-- What this task involves --
The answer must be every line from the entries below that includes "ring".

(Saved entries)
═══

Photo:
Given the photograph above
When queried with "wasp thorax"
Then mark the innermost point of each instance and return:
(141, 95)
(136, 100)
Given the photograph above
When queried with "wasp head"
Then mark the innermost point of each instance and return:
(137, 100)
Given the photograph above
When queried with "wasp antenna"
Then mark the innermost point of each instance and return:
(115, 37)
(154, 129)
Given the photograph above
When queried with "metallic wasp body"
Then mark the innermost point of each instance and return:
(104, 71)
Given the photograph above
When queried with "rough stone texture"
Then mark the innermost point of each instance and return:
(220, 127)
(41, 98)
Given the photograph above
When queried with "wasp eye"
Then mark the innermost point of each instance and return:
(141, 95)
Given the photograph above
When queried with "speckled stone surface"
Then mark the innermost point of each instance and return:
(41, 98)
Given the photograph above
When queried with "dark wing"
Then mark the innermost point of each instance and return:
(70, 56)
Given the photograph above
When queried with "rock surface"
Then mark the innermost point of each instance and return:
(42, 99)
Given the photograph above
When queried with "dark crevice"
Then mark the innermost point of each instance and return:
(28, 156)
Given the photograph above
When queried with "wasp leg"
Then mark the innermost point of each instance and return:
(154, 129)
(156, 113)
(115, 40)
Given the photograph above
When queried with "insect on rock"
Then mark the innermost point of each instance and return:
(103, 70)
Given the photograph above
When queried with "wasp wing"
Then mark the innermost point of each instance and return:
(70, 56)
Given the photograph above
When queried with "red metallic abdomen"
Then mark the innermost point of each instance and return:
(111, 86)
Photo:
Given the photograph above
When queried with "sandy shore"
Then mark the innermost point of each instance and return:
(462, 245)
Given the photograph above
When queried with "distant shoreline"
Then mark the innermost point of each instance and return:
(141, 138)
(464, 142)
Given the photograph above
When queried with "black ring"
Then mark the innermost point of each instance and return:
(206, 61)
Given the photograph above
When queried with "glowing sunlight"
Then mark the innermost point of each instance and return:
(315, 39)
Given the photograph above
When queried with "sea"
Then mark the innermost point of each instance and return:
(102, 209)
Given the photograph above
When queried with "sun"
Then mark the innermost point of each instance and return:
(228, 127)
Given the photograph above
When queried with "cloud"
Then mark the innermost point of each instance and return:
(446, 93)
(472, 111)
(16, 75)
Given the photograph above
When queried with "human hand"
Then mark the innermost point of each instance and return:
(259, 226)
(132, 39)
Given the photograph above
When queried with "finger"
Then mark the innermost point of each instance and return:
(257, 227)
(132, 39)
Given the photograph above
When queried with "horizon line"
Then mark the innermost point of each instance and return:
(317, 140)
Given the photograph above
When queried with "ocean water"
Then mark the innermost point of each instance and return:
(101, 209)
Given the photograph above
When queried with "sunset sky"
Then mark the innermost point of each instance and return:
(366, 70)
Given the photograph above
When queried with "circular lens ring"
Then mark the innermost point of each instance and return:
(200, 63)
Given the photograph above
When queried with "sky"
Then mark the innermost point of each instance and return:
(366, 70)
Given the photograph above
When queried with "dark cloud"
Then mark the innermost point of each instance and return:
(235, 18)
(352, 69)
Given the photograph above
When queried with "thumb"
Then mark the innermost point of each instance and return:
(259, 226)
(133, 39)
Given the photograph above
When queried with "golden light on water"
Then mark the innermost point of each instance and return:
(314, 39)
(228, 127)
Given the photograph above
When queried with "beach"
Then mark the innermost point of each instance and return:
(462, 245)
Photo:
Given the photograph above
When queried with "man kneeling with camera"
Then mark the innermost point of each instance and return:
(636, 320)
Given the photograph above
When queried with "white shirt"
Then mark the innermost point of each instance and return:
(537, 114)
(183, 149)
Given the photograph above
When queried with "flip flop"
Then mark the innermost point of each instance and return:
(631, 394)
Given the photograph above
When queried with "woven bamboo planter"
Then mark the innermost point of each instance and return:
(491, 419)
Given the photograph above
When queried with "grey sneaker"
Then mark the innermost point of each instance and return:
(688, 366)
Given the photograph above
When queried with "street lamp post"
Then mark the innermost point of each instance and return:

═══

-- Exercise answer --
When queried with "black ring"
When queried with "circular lens ring"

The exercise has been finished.